Data for this task section start

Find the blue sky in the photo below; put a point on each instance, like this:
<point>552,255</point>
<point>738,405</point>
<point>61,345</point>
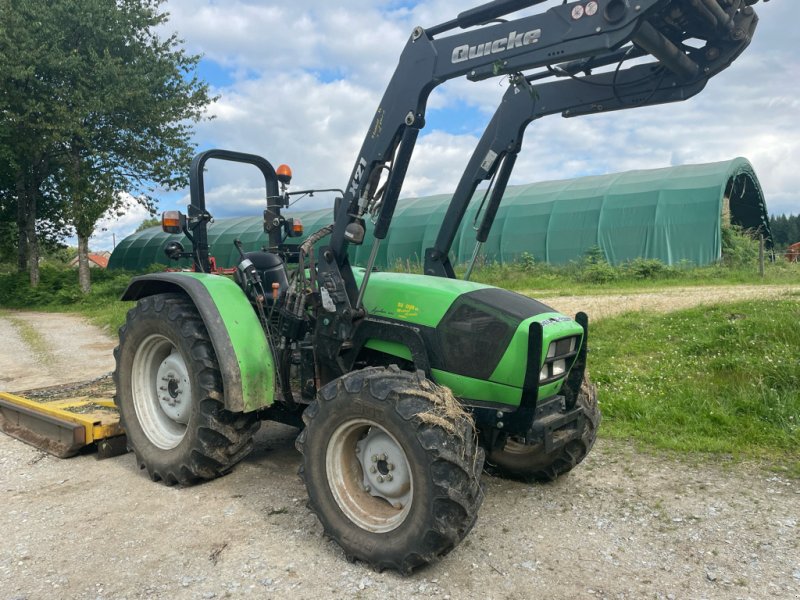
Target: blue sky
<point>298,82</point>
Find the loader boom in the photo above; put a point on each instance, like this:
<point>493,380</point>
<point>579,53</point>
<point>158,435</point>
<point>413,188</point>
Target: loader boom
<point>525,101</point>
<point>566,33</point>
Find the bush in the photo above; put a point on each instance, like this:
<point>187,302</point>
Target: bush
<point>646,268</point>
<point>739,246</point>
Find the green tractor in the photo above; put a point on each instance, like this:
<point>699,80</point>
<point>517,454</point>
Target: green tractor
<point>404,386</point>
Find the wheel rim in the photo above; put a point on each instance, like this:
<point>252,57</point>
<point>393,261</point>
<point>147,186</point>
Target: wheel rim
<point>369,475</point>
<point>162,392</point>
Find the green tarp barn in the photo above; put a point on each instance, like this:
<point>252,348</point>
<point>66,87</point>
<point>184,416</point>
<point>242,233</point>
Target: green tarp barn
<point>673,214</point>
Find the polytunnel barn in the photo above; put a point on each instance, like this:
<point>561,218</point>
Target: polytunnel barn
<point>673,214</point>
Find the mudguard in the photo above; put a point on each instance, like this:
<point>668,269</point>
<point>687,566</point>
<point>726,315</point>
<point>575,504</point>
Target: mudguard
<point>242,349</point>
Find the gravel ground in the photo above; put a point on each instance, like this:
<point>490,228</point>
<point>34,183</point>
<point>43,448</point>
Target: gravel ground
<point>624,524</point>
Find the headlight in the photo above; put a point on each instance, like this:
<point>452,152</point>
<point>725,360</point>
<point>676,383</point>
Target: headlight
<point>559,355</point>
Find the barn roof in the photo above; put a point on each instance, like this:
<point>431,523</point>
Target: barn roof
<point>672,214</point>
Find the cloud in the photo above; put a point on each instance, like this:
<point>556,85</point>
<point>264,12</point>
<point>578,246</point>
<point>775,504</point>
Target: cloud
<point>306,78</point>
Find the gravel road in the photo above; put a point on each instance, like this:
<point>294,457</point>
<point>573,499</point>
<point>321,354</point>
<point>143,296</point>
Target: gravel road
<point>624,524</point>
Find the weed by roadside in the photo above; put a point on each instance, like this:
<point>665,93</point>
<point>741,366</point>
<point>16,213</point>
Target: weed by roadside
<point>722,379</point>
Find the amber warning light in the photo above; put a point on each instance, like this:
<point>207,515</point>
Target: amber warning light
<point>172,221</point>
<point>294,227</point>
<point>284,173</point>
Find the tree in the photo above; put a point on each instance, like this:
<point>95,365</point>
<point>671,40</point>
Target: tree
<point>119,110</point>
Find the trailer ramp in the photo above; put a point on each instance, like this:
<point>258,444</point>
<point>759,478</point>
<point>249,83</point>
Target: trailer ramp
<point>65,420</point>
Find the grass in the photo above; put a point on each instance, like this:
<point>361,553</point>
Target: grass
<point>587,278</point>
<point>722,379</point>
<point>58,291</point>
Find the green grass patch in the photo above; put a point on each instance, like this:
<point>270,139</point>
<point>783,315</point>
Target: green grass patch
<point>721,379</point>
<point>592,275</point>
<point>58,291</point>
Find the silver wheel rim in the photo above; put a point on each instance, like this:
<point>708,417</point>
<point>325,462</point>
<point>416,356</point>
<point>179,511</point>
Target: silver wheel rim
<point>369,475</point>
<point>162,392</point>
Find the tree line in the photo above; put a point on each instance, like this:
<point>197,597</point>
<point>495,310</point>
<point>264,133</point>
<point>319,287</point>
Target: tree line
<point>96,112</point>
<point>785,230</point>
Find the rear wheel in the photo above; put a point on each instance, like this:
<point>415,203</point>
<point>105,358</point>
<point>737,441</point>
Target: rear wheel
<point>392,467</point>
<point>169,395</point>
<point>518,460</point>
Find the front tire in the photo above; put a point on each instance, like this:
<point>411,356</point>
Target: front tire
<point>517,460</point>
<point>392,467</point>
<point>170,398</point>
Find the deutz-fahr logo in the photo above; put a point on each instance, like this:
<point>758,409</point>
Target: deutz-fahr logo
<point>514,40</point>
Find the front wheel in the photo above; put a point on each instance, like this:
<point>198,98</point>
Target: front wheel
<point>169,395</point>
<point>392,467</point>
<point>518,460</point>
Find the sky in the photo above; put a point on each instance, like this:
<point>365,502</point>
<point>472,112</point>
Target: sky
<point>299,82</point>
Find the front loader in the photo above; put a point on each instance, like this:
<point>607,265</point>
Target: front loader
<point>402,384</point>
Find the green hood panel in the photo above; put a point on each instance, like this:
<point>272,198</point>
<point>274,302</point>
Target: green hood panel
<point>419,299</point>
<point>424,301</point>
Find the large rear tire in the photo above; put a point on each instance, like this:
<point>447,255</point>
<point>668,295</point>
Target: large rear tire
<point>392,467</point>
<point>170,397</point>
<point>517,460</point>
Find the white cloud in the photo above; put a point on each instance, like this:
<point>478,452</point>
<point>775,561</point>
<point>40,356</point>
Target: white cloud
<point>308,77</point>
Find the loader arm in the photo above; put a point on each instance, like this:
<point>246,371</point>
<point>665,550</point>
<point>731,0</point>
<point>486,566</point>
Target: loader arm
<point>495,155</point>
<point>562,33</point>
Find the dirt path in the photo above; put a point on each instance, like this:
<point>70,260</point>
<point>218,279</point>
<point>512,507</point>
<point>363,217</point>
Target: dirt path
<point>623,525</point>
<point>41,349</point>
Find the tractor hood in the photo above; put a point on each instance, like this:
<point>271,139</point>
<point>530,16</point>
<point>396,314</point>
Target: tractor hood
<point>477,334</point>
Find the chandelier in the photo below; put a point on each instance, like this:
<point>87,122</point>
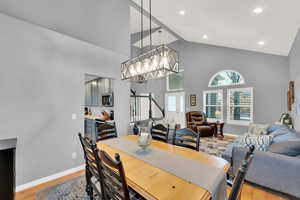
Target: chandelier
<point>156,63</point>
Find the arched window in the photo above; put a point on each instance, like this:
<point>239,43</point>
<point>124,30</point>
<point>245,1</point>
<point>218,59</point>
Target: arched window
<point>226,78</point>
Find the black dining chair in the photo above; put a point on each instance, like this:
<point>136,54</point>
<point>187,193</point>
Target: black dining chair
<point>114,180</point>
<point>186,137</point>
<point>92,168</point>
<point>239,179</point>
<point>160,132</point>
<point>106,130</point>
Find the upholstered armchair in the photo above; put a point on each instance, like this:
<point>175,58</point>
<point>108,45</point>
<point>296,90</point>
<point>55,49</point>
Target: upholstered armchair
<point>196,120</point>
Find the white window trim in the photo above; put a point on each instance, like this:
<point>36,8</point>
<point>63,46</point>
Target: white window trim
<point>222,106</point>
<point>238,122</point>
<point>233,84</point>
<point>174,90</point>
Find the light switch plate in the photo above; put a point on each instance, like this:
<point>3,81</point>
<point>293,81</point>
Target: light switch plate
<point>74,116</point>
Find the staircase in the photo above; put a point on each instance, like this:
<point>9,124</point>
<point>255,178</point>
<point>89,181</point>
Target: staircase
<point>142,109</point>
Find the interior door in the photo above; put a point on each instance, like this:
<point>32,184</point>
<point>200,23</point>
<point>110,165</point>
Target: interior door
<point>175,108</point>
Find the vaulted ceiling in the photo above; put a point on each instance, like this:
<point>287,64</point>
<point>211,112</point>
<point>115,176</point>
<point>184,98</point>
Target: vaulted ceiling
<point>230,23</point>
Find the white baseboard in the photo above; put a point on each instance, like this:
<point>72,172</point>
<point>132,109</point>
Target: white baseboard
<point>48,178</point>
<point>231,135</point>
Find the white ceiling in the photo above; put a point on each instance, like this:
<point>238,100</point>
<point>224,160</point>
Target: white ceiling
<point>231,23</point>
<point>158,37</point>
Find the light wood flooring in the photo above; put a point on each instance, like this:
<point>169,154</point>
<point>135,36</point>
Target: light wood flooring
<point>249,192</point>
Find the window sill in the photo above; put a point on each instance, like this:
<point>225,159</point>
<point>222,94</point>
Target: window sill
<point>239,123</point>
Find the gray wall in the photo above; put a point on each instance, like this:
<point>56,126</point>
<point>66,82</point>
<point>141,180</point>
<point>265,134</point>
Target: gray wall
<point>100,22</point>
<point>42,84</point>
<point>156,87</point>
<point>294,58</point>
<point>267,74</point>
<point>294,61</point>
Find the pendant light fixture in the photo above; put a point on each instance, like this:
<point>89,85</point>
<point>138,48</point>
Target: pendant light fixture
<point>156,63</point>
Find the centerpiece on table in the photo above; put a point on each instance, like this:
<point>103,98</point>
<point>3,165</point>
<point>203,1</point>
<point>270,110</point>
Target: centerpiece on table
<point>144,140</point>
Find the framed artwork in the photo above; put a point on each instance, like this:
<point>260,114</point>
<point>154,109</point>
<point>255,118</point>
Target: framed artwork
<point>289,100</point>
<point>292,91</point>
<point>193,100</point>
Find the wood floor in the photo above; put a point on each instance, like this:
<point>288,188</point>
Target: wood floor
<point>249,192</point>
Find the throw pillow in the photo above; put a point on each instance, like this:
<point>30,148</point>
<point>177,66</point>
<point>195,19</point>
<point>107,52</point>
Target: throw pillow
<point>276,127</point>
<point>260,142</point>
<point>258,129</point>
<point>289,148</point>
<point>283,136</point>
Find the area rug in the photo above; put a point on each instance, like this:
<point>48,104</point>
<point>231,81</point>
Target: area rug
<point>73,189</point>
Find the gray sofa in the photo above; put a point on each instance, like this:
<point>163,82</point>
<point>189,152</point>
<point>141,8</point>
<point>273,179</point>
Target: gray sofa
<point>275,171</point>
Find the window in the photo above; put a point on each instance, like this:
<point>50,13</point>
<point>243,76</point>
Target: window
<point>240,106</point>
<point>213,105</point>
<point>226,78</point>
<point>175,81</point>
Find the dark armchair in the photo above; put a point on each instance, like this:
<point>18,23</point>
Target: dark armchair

Data for this task section end

> Task prompt
Tally the lines of the records that contain the word "dark", then give only the tally.

> Answer for the task
2